> **Dataset extract**:
========================

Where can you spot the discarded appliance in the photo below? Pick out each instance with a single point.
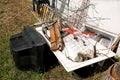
(95, 52)
(30, 51)
(113, 73)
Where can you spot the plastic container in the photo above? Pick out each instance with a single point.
(30, 50)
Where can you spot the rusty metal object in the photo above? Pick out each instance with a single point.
(55, 37)
(113, 73)
(116, 71)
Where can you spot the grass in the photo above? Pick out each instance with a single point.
(14, 15)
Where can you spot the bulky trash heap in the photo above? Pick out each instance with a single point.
(67, 32)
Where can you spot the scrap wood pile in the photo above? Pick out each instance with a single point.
(68, 33)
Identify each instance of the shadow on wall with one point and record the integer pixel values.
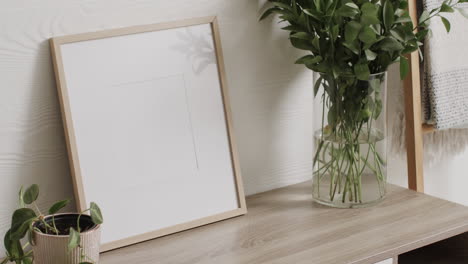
(45, 140)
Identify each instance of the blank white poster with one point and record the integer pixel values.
(150, 128)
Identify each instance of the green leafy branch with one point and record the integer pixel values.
(356, 37)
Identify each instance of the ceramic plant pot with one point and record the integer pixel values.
(53, 249)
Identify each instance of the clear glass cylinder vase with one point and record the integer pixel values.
(350, 150)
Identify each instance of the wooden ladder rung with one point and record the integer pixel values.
(428, 128)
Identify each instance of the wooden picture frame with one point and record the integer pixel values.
(67, 91)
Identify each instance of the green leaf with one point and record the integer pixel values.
(404, 67)
(74, 239)
(282, 5)
(317, 85)
(463, 12)
(370, 55)
(446, 8)
(96, 214)
(348, 10)
(353, 46)
(301, 44)
(20, 222)
(58, 206)
(352, 30)
(367, 35)
(13, 247)
(269, 12)
(424, 18)
(361, 71)
(446, 23)
(390, 44)
(388, 14)
(403, 4)
(301, 35)
(27, 261)
(378, 108)
(398, 34)
(334, 32)
(31, 194)
(312, 13)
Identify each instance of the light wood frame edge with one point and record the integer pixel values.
(413, 114)
(70, 136)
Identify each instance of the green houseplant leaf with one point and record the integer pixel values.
(58, 206)
(388, 14)
(446, 23)
(96, 214)
(74, 239)
(21, 220)
(404, 67)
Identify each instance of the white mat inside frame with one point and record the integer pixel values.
(148, 126)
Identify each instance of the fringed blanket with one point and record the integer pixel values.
(445, 89)
(445, 75)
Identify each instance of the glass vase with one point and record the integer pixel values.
(350, 152)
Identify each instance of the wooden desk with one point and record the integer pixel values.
(285, 226)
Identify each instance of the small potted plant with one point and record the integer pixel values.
(67, 238)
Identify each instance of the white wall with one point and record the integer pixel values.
(270, 95)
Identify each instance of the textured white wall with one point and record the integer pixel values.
(271, 97)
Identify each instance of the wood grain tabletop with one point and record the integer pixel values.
(285, 226)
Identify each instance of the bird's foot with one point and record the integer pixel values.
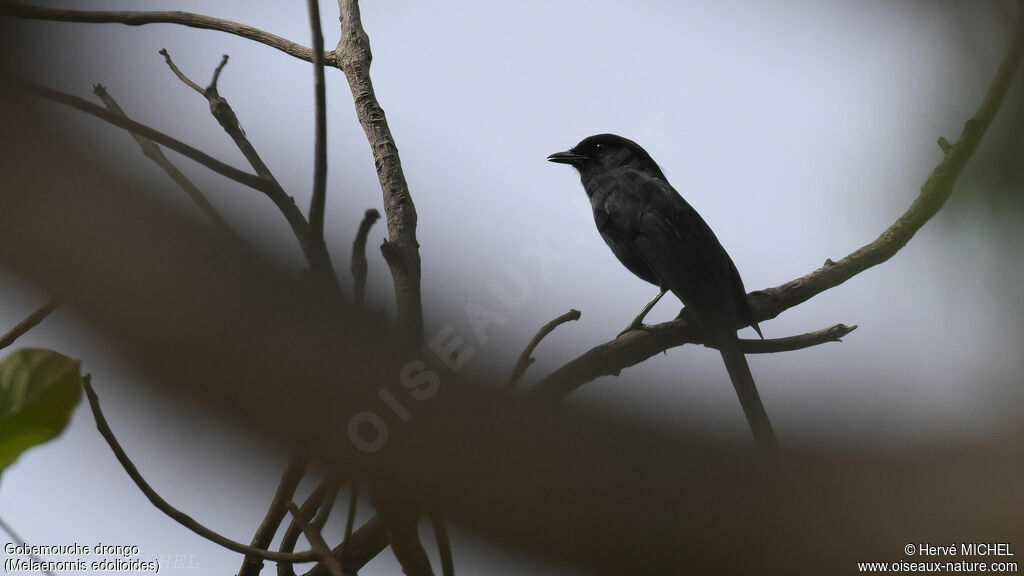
(636, 326)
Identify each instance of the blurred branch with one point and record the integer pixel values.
(443, 544)
(18, 540)
(356, 551)
(316, 540)
(636, 346)
(403, 537)
(306, 510)
(316, 205)
(400, 249)
(296, 468)
(315, 252)
(163, 505)
(791, 343)
(526, 359)
(122, 121)
(29, 323)
(359, 268)
(136, 17)
(153, 152)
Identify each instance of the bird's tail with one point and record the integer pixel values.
(742, 380)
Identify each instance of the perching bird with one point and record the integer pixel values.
(662, 239)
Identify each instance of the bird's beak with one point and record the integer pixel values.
(567, 157)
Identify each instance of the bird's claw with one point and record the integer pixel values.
(636, 326)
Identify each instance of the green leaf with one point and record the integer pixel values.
(39, 389)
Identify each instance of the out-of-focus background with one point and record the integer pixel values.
(799, 129)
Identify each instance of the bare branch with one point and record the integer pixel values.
(308, 508)
(14, 536)
(359, 268)
(121, 121)
(181, 76)
(366, 543)
(401, 250)
(634, 347)
(294, 471)
(163, 505)
(137, 17)
(525, 359)
(153, 152)
(403, 537)
(29, 323)
(318, 201)
(315, 252)
(316, 540)
(353, 500)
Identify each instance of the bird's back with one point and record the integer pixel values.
(660, 238)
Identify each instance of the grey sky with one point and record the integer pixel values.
(799, 129)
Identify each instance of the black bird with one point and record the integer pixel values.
(662, 239)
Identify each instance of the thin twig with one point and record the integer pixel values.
(403, 537)
(634, 347)
(164, 506)
(401, 250)
(526, 359)
(296, 468)
(291, 537)
(251, 180)
(359, 266)
(315, 252)
(366, 543)
(316, 205)
(800, 341)
(153, 152)
(316, 540)
(29, 323)
(327, 506)
(137, 17)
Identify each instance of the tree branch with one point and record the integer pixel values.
(401, 250)
(525, 359)
(634, 347)
(163, 505)
(791, 343)
(316, 540)
(137, 17)
(315, 252)
(29, 323)
(316, 205)
(121, 121)
(366, 543)
(296, 468)
(153, 152)
(308, 508)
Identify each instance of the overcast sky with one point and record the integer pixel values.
(799, 129)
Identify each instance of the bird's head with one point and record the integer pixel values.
(607, 152)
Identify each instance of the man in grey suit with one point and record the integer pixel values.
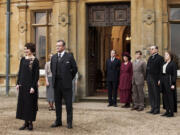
(139, 72)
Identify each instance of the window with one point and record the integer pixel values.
(174, 17)
(42, 35)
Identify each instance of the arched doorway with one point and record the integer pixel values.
(108, 26)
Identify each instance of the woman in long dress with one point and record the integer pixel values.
(168, 85)
(49, 86)
(125, 81)
(27, 85)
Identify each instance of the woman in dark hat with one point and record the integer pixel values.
(125, 80)
(27, 85)
(168, 84)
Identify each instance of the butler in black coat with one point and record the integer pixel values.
(153, 73)
(64, 69)
(168, 85)
(113, 70)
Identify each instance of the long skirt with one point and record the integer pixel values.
(125, 95)
(50, 91)
(27, 104)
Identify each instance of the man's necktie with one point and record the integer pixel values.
(59, 56)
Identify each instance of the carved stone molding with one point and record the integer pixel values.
(63, 19)
(22, 6)
(22, 27)
(149, 17)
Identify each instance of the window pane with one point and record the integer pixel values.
(40, 18)
(175, 14)
(41, 45)
(175, 40)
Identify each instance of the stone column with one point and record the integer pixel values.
(148, 24)
(165, 43)
(22, 26)
(63, 21)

========================

Reproduce every record above exactly, but leave out the pictures.

Where can you spot the discarded appliance in the photo below? Pick out each instance with a single point.
(95, 52)
(30, 51)
(113, 73)
Where can you spot the plastic container in the photo above? Pick out each instance with a single point.
(30, 50)
Where can you spot the rusty metal object in the photo above? Pick out each instance with a single point.
(55, 37)
(113, 73)
(116, 71)
Where can you spot the grass in the photo above? Pick out each instance with a single point.
(14, 15)
Where can you spot the bulky trash heap in the photo above? Pick out each instance with a single point.
(67, 32)
Where can you spot the scrap wood pile in the photo above? Pick out each instance with a single point.
(68, 33)
Identify each instance of the shadow on wall with one point and record the integer pixel values.
(45, 140)
Identify each instance of the blank white poster with one point and record the integer pixel values.
(150, 128)
Identify each instance of the green leafy branch with one point and record the integer pixel values.
(356, 37)
Identify each instance of the ceramic plant pot with one point and record the integer pixel values.
(53, 249)
Identify each instance of the clear glass cylinder vase with one point and record the integer pixel values.
(350, 150)
Identify each instance of the wooden ladder rung with one point and record the integer pixel values.
(428, 128)
Identify each instance of the wooden picture frame with one point and record the integer pixel values.
(67, 91)
Identify each instance of the green leaf with one point and record the integer pixel values.
(404, 67)
(74, 239)
(282, 5)
(317, 85)
(463, 12)
(370, 55)
(446, 8)
(96, 214)
(348, 10)
(353, 46)
(301, 44)
(20, 222)
(58, 206)
(352, 30)
(367, 35)
(13, 247)
(269, 12)
(424, 18)
(361, 71)
(446, 23)
(390, 44)
(388, 14)
(403, 4)
(301, 35)
(27, 261)
(378, 108)
(398, 34)
(334, 32)
(31, 194)
(312, 13)
Identify each instance of the light wood frame edge with one point and record the integer pixel values.
(413, 114)
(70, 136)
Identify each instance of the green houseplant leaf with one point and record the integer pixel values.
(58, 206)
(388, 14)
(446, 23)
(96, 214)
(74, 239)
(21, 220)
(404, 67)
Identify each instance of the white mat inside frame with one point and record the integer pixel values.
(148, 126)
Identify each instance of the fringed blanket with one point and record the integer pixel values.
(445, 89)
(445, 75)
Identify each instance of the glass vase with one point and record the integer pixel values.
(350, 152)
Identify each instance of the wooden desk with one point and record the integer pixel values.
(285, 226)
Identify each instance of the small potted plant with one point and record the integer pixel values.
(67, 238)
Identify each instance of the white wall with one point and record the integer pixel values.
(270, 95)
Identify each instance of the textured white wall with one point and record the integer pixel values.
(271, 97)
Identify each instance of the wood grain tabletop with one point and record the integer pixel values.
(285, 226)
Identify each instance of the bird's foot with one point and record the integer pixel values.
(636, 326)
Identify each instance of the blurred branch with one point and record the integer pixel values.
(443, 544)
(18, 540)
(356, 551)
(316, 540)
(636, 346)
(403, 537)
(306, 510)
(316, 205)
(400, 249)
(296, 468)
(315, 252)
(163, 505)
(791, 343)
(526, 359)
(122, 121)
(29, 323)
(359, 268)
(136, 17)
(153, 152)
Identify each instance of the bird's tail with one point and record the integer pixel values.
(742, 380)
Identify each instance of the perching bird with one point and record the integer pixel values.
(662, 239)
Identify each instance of the bird's beak with one point and record the integer pixel values.
(567, 157)
Identify each instance of the bird's claw with one point and record the integer pixel values.
(636, 326)
Identify each instance of the green leaf with one point and record the integer pixel values.
(39, 389)
Identify each instance of the out-of-focus background with one point and record the integer pixel values.
(799, 129)
Identify each instance of the bare branch with one point and record the integer pixel values.
(308, 508)
(14, 536)
(359, 268)
(121, 121)
(181, 76)
(366, 543)
(401, 250)
(634, 347)
(294, 471)
(163, 505)
(137, 17)
(525, 359)
(153, 152)
(403, 537)
(29, 323)
(318, 201)
(315, 252)
(316, 540)
(353, 500)
Identify each instance of the bird's back with one point and record the integer pixel values.
(660, 238)
Identify each instance of the grey sky with one point and record the integer pixel values.
(799, 129)
Identify each instance of the black bird with one point and record the integer pixel values.
(662, 239)
Identify each instance of the thin twig with one point and record the integer pixel values.
(403, 537)
(634, 347)
(164, 506)
(401, 250)
(526, 359)
(296, 468)
(291, 537)
(251, 180)
(359, 266)
(315, 252)
(366, 543)
(316, 205)
(800, 341)
(153, 152)
(316, 540)
(29, 323)
(327, 506)
(137, 17)
Identify each instance of the tree branch with one point and record the integer pixel values.
(401, 250)
(525, 359)
(634, 347)
(163, 505)
(791, 343)
(316, 540)
(137, 17)
(315, 252)
(29, 323)
(316, 205)
(121, 121)
(366, 543)
(296, 468)
(153, 152)
(308, 508)
Identify each instance of the overcast sky with one point and record the integer pixel values.
(799, 129)
Identify each instance of the bird's head with one point and record the integer pixel values.
(607, 152)
Identify each instance of the man in grey suit with one point and record the integer pixel values.
(139, 72)
Identify each instance of the window with one point and record the integer pixel values.
(174, 17)
(42, 35)
Identify each instance of the arched doorway with one point and record the integer pixel values.
(108, 26)
Identify each instance of the woman in long dress with one point and record the integer pixel values.
(168, 85)
(49, 86)
(125, 81)
(27, 85)
Identify each instance of the woman in dark hat with one point and record the integer pixel values.
(125, 80)
(27, 85)
(168, 84)
Identify each instance of the butler in black coat with one point and record the integer pixel values.
(153, 73)
(64, 69)
(168, 85)
(113, 70)
Identify each instance of the long skirt with one point and record the integer pixel values.
(125, 95)
(50, 91)
(27, 104)
Identify each instance of the man's necktie with one point and record the integer pixel values.
(59, 56)
Identify each instance of the carved stone molding with one point and record the integer pixel values.
(63, 19)
(22, 6)
(22, 27)
(149, 17)
Identify each instance of the window pane with one point and record the integer pixel values.
(40, 18)
(175, 14)
(41, 45)
(175, 40)
Identify each instance of the stone column with one point and record the integer pixel values.
(148, 24)
(165, 43)
(22, 26)
(63, 21)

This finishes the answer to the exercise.